* start Records supplied *

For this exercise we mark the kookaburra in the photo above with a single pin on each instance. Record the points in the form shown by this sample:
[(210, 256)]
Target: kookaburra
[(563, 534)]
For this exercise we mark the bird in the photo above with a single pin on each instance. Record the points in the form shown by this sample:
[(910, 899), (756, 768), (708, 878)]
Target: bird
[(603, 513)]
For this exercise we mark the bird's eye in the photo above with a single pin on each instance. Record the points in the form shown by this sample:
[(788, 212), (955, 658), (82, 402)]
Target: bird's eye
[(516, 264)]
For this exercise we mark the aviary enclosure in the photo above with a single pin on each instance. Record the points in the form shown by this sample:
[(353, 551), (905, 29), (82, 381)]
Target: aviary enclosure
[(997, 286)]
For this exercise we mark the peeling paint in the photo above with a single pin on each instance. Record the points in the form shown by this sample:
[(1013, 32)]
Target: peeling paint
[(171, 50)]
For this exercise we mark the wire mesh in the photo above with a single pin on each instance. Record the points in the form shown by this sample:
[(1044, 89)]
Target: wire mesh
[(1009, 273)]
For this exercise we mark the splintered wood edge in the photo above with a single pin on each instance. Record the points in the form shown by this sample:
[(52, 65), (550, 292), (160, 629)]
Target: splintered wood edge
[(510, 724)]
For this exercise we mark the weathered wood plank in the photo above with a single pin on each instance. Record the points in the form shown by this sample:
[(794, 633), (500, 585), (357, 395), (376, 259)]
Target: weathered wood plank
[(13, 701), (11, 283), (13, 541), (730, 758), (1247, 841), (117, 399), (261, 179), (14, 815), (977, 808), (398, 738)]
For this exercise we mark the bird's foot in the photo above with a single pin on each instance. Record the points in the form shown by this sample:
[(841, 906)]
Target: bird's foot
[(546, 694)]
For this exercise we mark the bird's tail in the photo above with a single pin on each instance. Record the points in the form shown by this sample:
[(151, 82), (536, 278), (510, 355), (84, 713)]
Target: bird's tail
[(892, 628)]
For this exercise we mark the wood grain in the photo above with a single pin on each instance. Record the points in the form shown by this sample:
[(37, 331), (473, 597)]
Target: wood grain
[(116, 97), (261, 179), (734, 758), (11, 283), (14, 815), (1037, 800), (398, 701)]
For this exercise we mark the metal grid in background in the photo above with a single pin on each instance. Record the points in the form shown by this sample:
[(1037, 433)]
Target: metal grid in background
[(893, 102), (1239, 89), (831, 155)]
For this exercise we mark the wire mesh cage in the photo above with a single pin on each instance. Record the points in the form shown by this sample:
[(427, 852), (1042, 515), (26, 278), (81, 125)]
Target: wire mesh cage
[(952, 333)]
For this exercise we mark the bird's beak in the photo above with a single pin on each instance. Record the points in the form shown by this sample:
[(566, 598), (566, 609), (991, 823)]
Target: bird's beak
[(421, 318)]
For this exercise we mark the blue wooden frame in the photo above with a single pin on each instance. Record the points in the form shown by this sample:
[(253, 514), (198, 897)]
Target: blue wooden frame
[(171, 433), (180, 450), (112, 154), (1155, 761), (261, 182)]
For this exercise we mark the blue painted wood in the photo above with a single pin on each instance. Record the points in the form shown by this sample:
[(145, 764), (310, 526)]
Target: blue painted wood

* end Records supplied *

**Work to be completed**.
Write out again everything above from the line containing "For this exercise we mark the wood" down to and including the line containing "800), (398, 701)]", with each point coordinate in the answers multiplied by 1.35 and rounded to a whole number, halves rounding up. Leave the numbers in the requests and their sample lines unchanged.

**Response below**.
For this exercise we mark the wood grain in the photo above with a single pin on each instance. Record the points in the form shown by this sample:
[(37, 331), (473, 597)]
Target: wood grain
[(157, 131), (352, 242), (991, 1023), (15, 382), (19, 1100), (1400, 1080), (537, 946)]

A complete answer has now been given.